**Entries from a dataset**
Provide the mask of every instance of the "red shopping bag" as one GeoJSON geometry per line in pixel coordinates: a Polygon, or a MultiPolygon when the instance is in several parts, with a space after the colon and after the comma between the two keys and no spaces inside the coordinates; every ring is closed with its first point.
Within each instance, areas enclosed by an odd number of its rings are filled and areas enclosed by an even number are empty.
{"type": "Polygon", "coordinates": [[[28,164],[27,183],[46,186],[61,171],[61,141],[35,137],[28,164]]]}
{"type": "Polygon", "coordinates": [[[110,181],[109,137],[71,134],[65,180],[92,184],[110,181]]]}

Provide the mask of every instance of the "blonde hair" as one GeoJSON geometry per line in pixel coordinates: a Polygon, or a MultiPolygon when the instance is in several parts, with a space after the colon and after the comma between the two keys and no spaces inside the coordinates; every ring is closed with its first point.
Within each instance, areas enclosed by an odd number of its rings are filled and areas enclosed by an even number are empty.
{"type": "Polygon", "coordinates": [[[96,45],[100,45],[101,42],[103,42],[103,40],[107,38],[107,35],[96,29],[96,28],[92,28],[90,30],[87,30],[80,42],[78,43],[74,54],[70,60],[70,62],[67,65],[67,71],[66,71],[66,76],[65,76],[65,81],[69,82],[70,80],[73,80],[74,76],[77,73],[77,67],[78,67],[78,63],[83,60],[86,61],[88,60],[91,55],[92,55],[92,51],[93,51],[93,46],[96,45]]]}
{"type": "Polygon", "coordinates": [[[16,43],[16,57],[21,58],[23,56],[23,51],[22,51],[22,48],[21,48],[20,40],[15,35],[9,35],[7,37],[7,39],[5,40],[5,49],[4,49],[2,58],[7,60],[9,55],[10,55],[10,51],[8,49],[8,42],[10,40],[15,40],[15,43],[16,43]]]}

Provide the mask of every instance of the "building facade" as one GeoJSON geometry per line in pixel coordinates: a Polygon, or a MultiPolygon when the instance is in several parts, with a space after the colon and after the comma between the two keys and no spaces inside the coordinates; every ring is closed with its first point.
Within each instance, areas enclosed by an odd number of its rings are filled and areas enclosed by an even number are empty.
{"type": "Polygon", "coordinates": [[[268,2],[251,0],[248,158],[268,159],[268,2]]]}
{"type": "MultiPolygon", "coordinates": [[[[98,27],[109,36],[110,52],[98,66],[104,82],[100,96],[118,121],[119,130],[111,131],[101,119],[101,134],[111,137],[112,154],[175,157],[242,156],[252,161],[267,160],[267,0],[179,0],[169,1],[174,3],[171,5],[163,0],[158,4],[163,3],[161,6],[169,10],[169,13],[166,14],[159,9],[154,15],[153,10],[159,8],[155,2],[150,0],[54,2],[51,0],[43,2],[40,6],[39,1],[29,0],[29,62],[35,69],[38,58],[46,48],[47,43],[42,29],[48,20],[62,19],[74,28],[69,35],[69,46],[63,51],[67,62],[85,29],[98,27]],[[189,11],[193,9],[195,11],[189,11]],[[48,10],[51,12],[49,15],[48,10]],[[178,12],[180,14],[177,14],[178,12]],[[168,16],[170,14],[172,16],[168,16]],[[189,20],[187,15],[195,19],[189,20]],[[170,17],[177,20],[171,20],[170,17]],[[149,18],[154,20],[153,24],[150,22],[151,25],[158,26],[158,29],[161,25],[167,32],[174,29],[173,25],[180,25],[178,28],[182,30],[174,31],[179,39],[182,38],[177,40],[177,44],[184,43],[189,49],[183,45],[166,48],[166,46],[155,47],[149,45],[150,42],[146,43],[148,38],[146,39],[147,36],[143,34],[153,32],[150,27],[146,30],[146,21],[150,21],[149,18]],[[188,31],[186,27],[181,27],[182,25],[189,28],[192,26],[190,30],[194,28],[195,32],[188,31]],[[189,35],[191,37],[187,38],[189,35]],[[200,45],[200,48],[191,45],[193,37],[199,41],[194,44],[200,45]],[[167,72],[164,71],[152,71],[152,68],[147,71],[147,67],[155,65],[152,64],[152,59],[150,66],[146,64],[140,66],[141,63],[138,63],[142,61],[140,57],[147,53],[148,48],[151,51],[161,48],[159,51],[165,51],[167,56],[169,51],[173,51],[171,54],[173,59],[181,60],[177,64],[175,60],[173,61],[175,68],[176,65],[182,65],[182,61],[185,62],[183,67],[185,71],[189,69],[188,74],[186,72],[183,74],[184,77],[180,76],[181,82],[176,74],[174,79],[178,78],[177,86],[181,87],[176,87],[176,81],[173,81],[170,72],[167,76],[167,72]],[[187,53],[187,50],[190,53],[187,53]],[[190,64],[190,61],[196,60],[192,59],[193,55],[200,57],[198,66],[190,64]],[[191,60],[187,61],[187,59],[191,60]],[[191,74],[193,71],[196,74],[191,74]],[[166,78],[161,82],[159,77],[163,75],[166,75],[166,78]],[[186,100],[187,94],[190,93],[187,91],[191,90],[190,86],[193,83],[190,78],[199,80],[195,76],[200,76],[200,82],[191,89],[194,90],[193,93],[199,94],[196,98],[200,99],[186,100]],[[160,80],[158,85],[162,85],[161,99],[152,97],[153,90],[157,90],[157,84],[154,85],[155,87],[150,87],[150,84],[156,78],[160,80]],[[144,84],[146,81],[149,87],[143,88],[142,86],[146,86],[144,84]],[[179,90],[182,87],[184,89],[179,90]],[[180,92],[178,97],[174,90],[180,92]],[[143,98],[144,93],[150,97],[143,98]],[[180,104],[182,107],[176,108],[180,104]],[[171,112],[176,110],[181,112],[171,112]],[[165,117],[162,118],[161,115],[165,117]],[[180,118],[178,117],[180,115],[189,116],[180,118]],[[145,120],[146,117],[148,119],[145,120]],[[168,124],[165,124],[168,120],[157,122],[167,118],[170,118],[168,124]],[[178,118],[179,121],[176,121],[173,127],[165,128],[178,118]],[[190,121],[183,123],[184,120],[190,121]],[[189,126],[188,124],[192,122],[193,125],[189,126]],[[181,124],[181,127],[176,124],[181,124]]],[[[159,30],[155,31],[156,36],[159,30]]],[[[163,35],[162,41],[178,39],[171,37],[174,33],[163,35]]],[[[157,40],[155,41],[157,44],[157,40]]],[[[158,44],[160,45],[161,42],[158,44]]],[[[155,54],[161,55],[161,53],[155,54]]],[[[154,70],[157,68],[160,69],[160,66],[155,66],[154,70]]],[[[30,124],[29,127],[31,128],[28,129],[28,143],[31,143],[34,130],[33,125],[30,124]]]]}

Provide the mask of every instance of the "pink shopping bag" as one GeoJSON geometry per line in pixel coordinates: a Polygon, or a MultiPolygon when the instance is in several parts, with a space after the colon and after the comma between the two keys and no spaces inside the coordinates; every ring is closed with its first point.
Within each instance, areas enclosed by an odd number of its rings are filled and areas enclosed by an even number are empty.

**What you are asked to do**
Return every line of the data above that contains the word "building", treating uppercase and lowercase as different.

**Written response**
Provide the mask of every instance of the "building facade" as one GeoJSON geometry per line in pixel coordinates: a Polygon, or a MultiPolygon when the instance is in several parts, with a space after the colon and after the comma between the two keys and no spaces inside the coordinates; every ring is closed with its first point.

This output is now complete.